──────── Extrait du document ────────

Après les 3h 26min de Berlin 2015,

Après les 3h 27min de Berlin 2016,

Après les 3h 25min de Berlin 2019,

Il était donc logique que je me fixe pour objectif de casser les 3h 25min et d’enregistrer 3h 24min histoire de compléter la série de manière uniforme. Par ailleurs 3h25 est la limite en dessous de laquelle les coureurs de ma catégorie d’âge doivent franchir l’arrivée d’un marathon si ceux-ci veulent être éligibles à l’inscription (« être candidat » est le terme plus adapté) au marathon de Boston 2024. C’est donc avec une grande motivation que je m’inscris à Berlin dans la foulée de mon Tor des Géants l’année dernière.

Las je ne m’entraîne pas très bien cet été à quelques semaines de l’épreuve. Et plus l’échéance approche, plus je recule à l’idée de courir ce marathon. Si bien que je trouve un prétexte pour ne pas y aller en dégotant l’Ultra Trail Nice Côte d’Azur qui a lieu le même week-end. Et si j’allais dans le Mercantour à la place de Berlin ? Réponse tranchée de ma femme : « Il n’en est pas question ! Tu es engagé à courir le marathon de Berlin, donc tu le courras ». Voilà qui a assez vite clos le sujet et mit fin à mes tergiversations personnelles estivales.

La préparation spécifique

Il n’y a pas de préparation spécifique si ce n’est que je me conforme exactement à l’entraînement des semaines qui ont précédé mon précédent marathon de Berlin en 2019. A l’époque j’avais notamment effectué 7 sorties de 21 kms à 5 heures du matin. Et cette année ce sont bien 7 sorties de 21 bornes sur 7 jours consécutifs que je cumule à une semaine du marathon. Or je note que mes sensations et notamment le chrono sont en assez en deça de ce que j’ai réalisé en 2019. A partir de ces données d’entraînement un simple calcul de règle de trois et j’aboutis à une « fair value » de 3h31 minutes au marathon donc assez éloignée de mon objectif « moins de 3h25 ». Bref, peut être que l’estimation d’un chrono n’est pas aussi mathématique que cela. Mais ce n’est pas très bon pour mon capital confiance.

Prélude

Mercredi 21 septembre 2022, J-4 avant le marathon de Berlin

C’est la première journée OFF (je ne cours pas ce matin) que je m’accorde après avoir couru ces fameuses 7 séances matinales (de 5 à 7h du mat) consécutives de 21 kms.

──────── Données ────────

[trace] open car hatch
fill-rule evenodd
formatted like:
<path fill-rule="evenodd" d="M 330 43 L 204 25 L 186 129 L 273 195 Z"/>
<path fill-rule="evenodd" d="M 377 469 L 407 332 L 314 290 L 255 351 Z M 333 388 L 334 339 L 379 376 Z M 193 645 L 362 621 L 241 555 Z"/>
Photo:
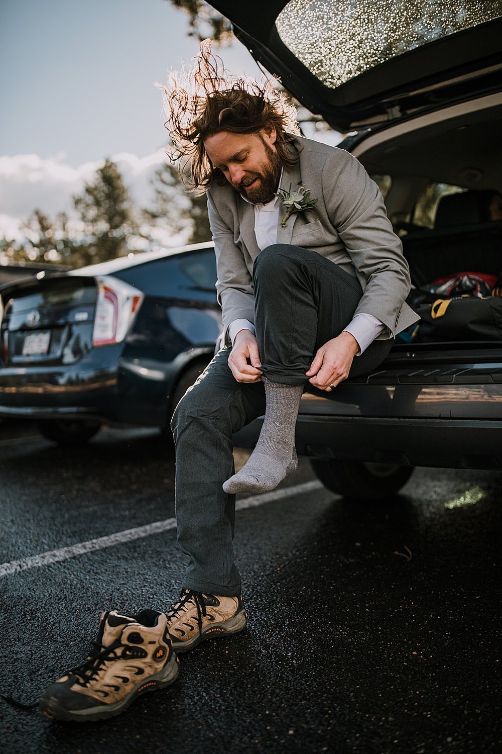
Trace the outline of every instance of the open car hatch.
<path fill-rule="evenodd" d="M 502 0 L 211 0 L 254 59 L 348 131 L 499 90 Z"/>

────────

### Consigne
Rédigez la suite du récit consacré au marathon de Berlin en commençant juste après sa dernière phrase.

### Exercice corrigé
Je suis frais comme un gardon après m’être levé à 7 heures. Il est 7h15, Je viens d’acheter le pain à la boulangerie, je remonte l’escalier et tout d’un coup je ressens un violent coup de poignard dans les lombaires. J’ai encore très mal en arrivant chez moi. Je dois me rendre à l’évidence, ce n’est pas une douleur qui passera comme cela en quelques minutes, c’est le type de douleurs qui prendra plusieurs jours à s’estomper. Je marche toute la journée comme un vieillard. Le passage de la position assise à la position debout me fait mal, marcher me demande de me contorsionner pour ne pas rendre plus aigue la douleur. Bref à J-4 du marathon j’ai donc le moral au plus bas le soir venu. Mon objectif de « breaking through 3h25 » s’était déjà envolé comme on l’a vu plus haut. Et maintenant je fais le douloureux constat que ce lumbago pourrait bien mettre un terme à ma participation au marathon lui-même.

Cela dit à Berlin j’irai, quoiqu’il arrive.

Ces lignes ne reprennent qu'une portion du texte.